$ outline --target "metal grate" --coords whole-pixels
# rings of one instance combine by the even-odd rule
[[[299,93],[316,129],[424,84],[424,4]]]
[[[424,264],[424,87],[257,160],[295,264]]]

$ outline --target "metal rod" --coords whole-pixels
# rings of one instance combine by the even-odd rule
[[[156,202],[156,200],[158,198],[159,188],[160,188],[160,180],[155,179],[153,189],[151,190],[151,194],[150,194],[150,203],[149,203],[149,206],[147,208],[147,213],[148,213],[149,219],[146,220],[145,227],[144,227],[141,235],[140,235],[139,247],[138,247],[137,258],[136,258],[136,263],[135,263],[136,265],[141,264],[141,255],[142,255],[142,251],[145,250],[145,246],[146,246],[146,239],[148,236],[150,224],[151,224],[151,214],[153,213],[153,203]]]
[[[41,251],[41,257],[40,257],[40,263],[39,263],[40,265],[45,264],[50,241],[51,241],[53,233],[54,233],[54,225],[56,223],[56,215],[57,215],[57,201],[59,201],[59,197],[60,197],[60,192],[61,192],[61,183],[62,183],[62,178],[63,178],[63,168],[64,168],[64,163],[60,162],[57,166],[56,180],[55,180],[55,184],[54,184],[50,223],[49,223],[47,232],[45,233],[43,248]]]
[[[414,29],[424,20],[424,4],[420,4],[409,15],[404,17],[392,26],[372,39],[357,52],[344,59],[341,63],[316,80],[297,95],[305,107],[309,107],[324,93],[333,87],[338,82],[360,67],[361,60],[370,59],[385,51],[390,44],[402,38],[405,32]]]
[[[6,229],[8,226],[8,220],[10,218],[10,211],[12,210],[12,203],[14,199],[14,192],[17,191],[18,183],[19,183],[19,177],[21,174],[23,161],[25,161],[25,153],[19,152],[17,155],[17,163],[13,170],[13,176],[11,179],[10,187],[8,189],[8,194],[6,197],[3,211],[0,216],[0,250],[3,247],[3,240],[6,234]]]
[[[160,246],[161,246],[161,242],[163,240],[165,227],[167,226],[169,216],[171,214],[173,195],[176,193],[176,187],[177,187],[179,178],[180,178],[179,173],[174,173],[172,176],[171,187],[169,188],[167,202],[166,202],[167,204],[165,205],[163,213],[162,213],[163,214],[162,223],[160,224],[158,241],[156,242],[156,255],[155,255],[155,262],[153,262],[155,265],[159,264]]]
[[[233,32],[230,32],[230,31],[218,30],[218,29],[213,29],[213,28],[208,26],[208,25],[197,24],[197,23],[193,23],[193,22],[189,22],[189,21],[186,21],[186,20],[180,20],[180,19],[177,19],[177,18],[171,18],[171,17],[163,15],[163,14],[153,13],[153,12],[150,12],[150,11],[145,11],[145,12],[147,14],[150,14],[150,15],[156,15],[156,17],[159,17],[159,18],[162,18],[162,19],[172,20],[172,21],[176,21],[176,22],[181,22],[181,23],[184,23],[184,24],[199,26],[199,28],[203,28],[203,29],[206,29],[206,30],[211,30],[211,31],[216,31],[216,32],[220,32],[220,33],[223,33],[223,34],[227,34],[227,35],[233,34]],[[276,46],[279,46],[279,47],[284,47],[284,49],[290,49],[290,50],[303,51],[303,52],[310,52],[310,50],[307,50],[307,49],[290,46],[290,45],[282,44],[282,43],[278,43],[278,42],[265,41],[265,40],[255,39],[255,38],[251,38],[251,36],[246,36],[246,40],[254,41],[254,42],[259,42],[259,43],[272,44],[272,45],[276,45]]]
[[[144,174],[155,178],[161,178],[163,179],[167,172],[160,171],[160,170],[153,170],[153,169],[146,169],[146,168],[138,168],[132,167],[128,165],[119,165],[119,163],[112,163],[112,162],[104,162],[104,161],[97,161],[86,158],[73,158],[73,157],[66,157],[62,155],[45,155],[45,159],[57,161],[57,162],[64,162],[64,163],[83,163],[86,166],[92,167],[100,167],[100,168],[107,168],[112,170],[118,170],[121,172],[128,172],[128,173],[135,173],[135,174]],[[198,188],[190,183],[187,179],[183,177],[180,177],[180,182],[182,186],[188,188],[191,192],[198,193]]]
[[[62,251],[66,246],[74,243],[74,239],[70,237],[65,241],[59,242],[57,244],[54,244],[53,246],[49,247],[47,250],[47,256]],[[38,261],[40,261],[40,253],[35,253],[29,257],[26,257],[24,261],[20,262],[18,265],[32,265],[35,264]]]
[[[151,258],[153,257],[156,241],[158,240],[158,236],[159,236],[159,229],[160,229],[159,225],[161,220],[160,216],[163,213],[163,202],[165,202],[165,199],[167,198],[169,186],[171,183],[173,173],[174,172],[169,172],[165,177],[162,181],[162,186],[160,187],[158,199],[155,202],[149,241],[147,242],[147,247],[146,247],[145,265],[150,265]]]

_ _ _

Copy all the records above line for line, keeping every character the same.

Completed exercise =
$ outline --target "metal grate" --coords whole-pixels
# rings of one instance combine by the even-odd rule
[[[299,93],[316,129],[424,84],[424,4]]]
[[[424,264],[424,87],[257,160],[295,264]]]

$ outline --target "metal rod" --coords whole-pixels
# rings of one instance combine by the even-odd rule
[[[156,202],[156,200],[158,198],[159,188],[160,188],[160,180],[155,179],[153,189],[151,190],[151,194],[150,194],[150,203],[149,203],[149,206],[147,208],[147,213],[148,213],[149,219],[146,220],[145,227],[144,227],[141,235],[140,235],[139,247],[138,247],[137,258],[136,258],[136,263],[135,263],[136,265],[141,264],[141,255],[142,255],[142,251],[145,250],[145,246],[146,246],[146,239],[148,236],[150,224],[151,224],[151,214],[153,213],[153,203]]]
[[[41,251],[41,257],[40,257],[40,263],[39,263],[40,265],[45,264],[50,241],[51,241],[53,233],[54,233],[54,225],[56,223],[56,215],[57,215],[57,201],[59,201],[59,197],[60,197],[60,192],[61,192],[61,183],[62,183],[62,178],[63,178],[63,168],[64,168],[64,163],[60,162],[57,166],[56,180],[55,180],[55,184],[54,184],[50,223],[49,223],[47,232],[45,233],[43,248]]]
[[[414,29],[424,20],[424,4],[420,4],[409,15],[404,17],[392,26],[372,39],[357,52],[344,59],[341,63],[316,80],[297,95],[305,107],[309,107],[324,93],[333,87],[338,82],[360,67],[361,60],[370,59],[385,51],[390,44],[402,38],[405,32]]]
[[[6,229],[8,226],[8,220],[10,218],[10,211],[12,210],[12,203],[14,199],[14,192],[17,191],[18,183],[19,183],[19,177],[21,174],[23,161],[25,161],[25,153],[19,152],[17,155],[17,163],[13,170],[13,176],[11,179],[10,187],[8,189],[8,194],[6,197],[3,211],[0,216],[0,250],[3,247],[3,240],[6,234]]]
[[[160,246],[161,246],[161,242],[163,240],[165,227],[167,226],[169,216],[171,214],[173,195],[176,193],[176,187],[177,187],[179,178],[180,178],[179,173],[174,173],[172,176],[171,187],[169,188],[167,202],[166,202],[167,204],[165,205],[163,213],[162,213],[163,214],[162,223],[160,224],[158,241],[156,242],[156,255],[155,255],[155,262],[153,262],[155,265],[159,264]]]
[[[233,32],[230,32],[230,31],[218,30],[218,29],[213,29],[213,28],[208,26],[208,25],[197,24],[197,23],[193,23],[193,22],[189,22],[189,21],[186,21],[186,20],[180,20],[180,19],[177,19],[177,18],[171,18],[171,17],[163,15],[163,14],[153,13],[153,12],[150,12],[150,11],[145,11],[145,12],[147,14],[150,14],[150,15],[156,15],[156,17],[159,17],[159,18],[162,18],[162,19],[172,20],[172,21],[176,21],[176,22],[181,22],[181,23],[184,23],[184,24],[199,26],[199,28],[203,28],[203,29],[206,29],[206,30],[211,30],[211,31],[216,31],[216,32],[220,32],[220,33],[223,33],[223,34],[227,34],[227,35],[233,34]],[[276,46],[279,46],[279,47],[284,47],[284,49],[290,49],[290,50],[303,51],[303,52],[310,52],[310,50],[307,50],[307,49],[290,46],[290,45],[282,44],[282,43],[278,43],[278,42],[265,41],[265,40],[255,39],[255,38],[251,38],[251,36],[246,36],[246,40],[254,41],[254,42],[259,42],[259,43],[272,44],[272,45],[276,45]]]
[[[144,174],[155,178],[161,178],[163,179],[167,172],[160,171],[160,170],[153,170],[153,169],[146,169],[146,168],[138,168],[132,167],[128,165],[119,165],[119,163],[112,163],[112,162],[104,162],[104,161],[97,161],[86,158],[73,158],[73,157],[66,157],[62,155],[45,155],[45,159],[57,161],[57,162],[64,162],[64,163],[83,163],[86,166],[92,167],[100,167],[100,168],[107,168],[112,170],[118,170],[121,172],[128,172],[128,173],[135,173],[135,174]],[[198,188],[190,183],[187,179],[183,177],[180,177],[180,182],[182,186],[188,188],[191,192],[198,193]]]
[[[62,251],[66,246],[74,243],[74,239],[70,237],[65,241],[59,242],[57,244],[54,244],[53,246],[49,247],[47,250],[47,256]],[[38,261],[40,261],[40,253],[35,253],[29,257],[26,257],[24,261],[20,262],[18,265],[32,265],[35,264]]]
[[[151,258],[153,257],[156,241],[158,240],[158,236],[159,236],[159,229],[160,229],[159,225],[161,220],[160,216],[163,213],[163,202],[165,202],[165,199],[167,198],[169,186],[171,183],[173,173],[174,172],[169,172],[165,177],[162,181],[162,186],[160,187],[158,199],[155,202],[149,241],[147,242],[147,247],[146,247],[145,265],[150,265]]]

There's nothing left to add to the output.